(Excerpt to read):
Building Automation Workflows

From components to systems

The previous pages covered individual capabilities: skills define reusable behaviors, hooks provide deterministic execution, parallel agents tackle concurrent work, and CI/CD integration runs everything unattended. Separately, each solves narrow problems. Combined, they handle complex, multi-stage automation.

This page covers how to combine these components into production systems—practical patterns for building workflows that run reliably without human intervention.

Workflow composition patterns

Three patterns cover most production deployments.

Sequential pipelines:

Each stage completes before the next begins. Output flows forward.

analyze → plan → implement → test → review → deploy

Use sequential pipelines when stages depend on previous results. An implementation agent needs the plan. A test agent needs the implementation. The ordering isn't a preference—it's a constraint.

# Sequential skill composition
skills:
  release-prep:
    stages:
      - skill: code-analysis
        output: analysis.md
      - skill: changelog-generator
        input: analysis.md
        output: CHANGELOG.md
      - skill: version-bump
        input: CHANGELOG.md

The tradeoff: total duration equals the sum of all stages. No parallelization possible.

Fan-out/fan-in:

Work splits across parallel agents, then aggregates.

                 ┌─ ui-tests ──────┐
analyze ────────>├─ api-tests ─────┼───> aggregate → report
                 └─ security-scan ─┘

Use fan-out when tasks are independent but results need consolidation. Test suites covering different layers. Reviews from multiple perspectives. Documentation for different audiences.

# Parallel execution with aggregation
jobs:
  split:
    outputs:
      matrix: ${{ steps.analyze.outputs.components }}
    steps:
      - id: analyze
        run: echo "components=['ui','api','data']" >> $GITHUB_OUTPUT

  process:
    needs: split
    strategy:
      matrix:
        component: ${{ fromJson(needs.split.outputs.matrix) }}
    steps:
      - uses: anthropics/claude-code-action@v1
        with:
          prompt: "Review the ${{ matrix.component }} component"

(Data segment):
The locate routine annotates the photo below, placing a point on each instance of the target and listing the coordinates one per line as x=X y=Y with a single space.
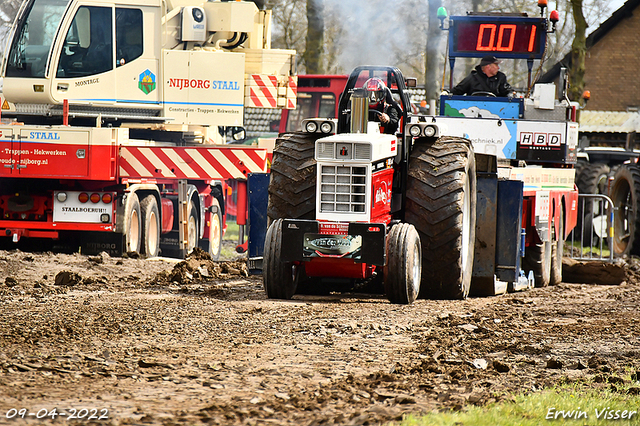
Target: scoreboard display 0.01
x=505 y=37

(Exercise prompt): According to the page on building automation workflows, what is the tradeoff of using a sequential pipeline?

(Your solution): Total duration equals the sum of all stages, and no parallelization is possible.